# start of Input data
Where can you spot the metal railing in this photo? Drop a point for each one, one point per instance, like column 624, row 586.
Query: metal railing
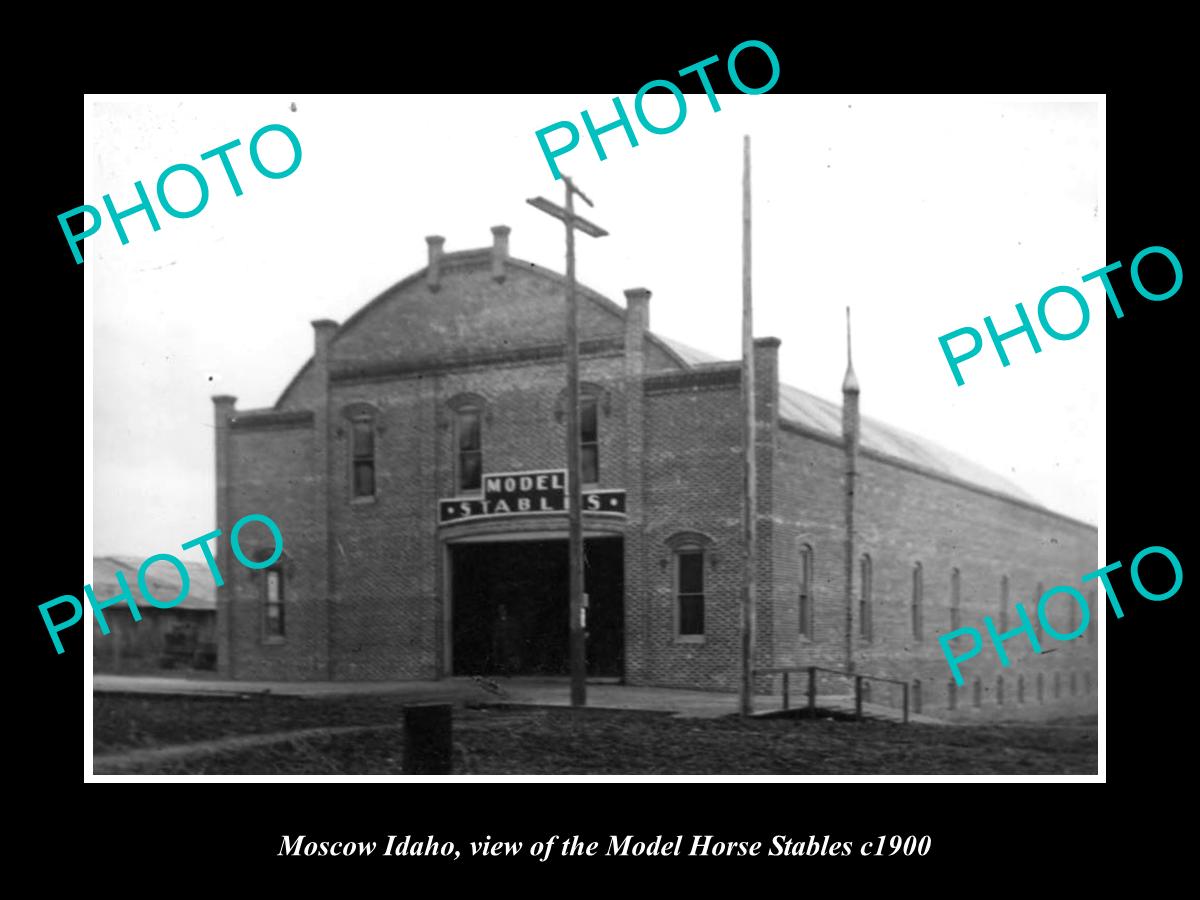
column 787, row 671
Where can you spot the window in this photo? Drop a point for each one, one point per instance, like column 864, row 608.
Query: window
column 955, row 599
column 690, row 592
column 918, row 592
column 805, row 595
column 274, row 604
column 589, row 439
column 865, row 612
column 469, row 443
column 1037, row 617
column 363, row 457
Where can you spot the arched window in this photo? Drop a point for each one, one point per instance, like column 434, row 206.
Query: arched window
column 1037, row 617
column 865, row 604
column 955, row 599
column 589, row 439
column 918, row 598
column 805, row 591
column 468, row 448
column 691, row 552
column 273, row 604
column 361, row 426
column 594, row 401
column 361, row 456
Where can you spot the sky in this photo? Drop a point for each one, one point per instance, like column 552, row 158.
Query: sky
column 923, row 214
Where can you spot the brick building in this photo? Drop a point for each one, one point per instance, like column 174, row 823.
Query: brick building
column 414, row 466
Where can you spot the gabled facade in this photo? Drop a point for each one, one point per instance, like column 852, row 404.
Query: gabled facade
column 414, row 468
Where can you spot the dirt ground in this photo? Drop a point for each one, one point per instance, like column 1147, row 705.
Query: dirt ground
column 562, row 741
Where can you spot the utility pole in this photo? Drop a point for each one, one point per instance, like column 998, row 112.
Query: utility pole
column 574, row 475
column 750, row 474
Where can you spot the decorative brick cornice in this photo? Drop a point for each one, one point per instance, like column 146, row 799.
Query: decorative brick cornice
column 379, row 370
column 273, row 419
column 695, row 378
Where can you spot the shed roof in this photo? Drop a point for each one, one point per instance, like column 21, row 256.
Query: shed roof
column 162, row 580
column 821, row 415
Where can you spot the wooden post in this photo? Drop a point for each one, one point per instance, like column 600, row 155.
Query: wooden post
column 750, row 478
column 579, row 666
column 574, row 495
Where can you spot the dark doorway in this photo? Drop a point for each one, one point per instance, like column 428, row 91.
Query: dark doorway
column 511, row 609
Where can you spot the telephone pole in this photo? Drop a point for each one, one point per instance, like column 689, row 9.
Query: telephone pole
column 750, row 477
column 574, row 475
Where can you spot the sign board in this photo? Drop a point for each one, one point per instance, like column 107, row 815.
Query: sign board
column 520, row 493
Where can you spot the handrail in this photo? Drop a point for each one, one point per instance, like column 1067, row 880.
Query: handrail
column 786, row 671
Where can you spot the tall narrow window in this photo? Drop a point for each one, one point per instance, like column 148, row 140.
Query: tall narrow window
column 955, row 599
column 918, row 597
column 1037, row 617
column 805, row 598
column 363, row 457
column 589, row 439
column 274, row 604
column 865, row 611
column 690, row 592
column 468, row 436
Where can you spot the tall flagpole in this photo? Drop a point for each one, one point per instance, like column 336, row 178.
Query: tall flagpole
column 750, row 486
# end of Input data
Recast all of the entries above as a two-column CSV with the columns "prompt" and "answer". Give one row per entry, put each field in quotes with its line breaks turned into spaces, and leave the pictures out.

prompt,answer
"Where can you spot the metal railing in this photo? Drop a point for each one, one point per instance, like column 624, row 586. Query: metal railing","column 787, row 671"
"Where can you spot the window in this photo? Drop a point for each one, one point per instance, like column 864, row 608. Query: window","column 955, row 599 column 690, row 592 column 918, row 592 column 805, row 595 column 274, row 604 column 589, row 439 column 865, row 612 column 469, row 443 column 1037, row 617 column 363, row 457"
"Where can you spot the arched window in this photo? Drop a point for each one, one point per instance, like column 434, row 206. Query: arched window","column 1037, row 617 column 865, row 604 column 955, row 599 column 589, row 439 column 918, row 598 column 805, row 591 column 468, row 448 column 691, row 552 column 273, row 604 column 361, row 426 column 594, row 401 column 361, row 456"
"Where can you spot the sky in this photo? Drop a point for each one, one point per instance, like column 552, row 158. Query: sky","column 923, row 214"
"Where can you spot the brick building in this photo? Drop a point for each one, one point per instance, like column 174, row 823. Query: brick building","column 414, row 466"
"Where can you spot the gabled facade in this photo? Drop a point for each one, one point per instance, like column 852, row 404. Query: gabled facade","column 414, row 468"
"Where can you spot the dirt ground in this photo? Drop a point for each one, one point per instance, like column 1147, row 705. Query: dirt ground","column 562, row 741"
"Where can you spot the utility pole in this photo? Drop a point for each one, one point per instance, like column 998, row 112. Query: utility pole","column 574, row 475 column 750, row 474"
"Where can you spot the decorative brick cornice in this photo? Drop a point for each one, one point per instance, like column 146, row 799. Query: decorative brick cornice","column 379, row 370 column 273, row 419 column 695, row 378"
"Where can you spot the shed roof in this photo? Drop a point for each one, one point per instance, like column 21, row 256. Query: shed roof","column 162, row 580 column 821, row 415"
"Where can you spot the wooden post in this photo? Drop a point for each one, one point per instance, like column 600, row 155. Query: wooden post","column 750, row 478 column 579, row 666 column 574, row 495"
"Where can you spot the dark doorway in this photo? Drop a point for each one, one point per instance, like column 428, row 91. Query: dark doorway","column 511, row 609"
"Where can you spot the telephone pole in this photo? Drop a point for each one, one point per instance, like column 689, row 9. Query: telephone pole","column 750, row 477 column 574, row 475"
"Where can you spot the sign board in this photo? Drop a point for each one, one point per instance, like column 107, row 815. Query: sign board","column 520, row 493"
"Where can you spot the handrail in this photo? Drop a point for each one, one point per instance, like column 1067, row 880. Query: handrail","column 786, row 671"
"Where can you spot the tall narrow window in this photo? Drop a point for each one, one point per instance, like column 148, row 140. Query: tall narrow window","column 955, row 599 column 918, row 597 column 1037, row 617 column 805, row 598 column 363, row 457 column 589, row 439 column 274, row 604 column 865, row 611 column 690, row 592 column 468, row 436"
"Where can you spot the tall flagpole in this photo? Drop a point for each one, one point per instance, like column 336, row 178. Query: tall flagpole","column 750, row 486"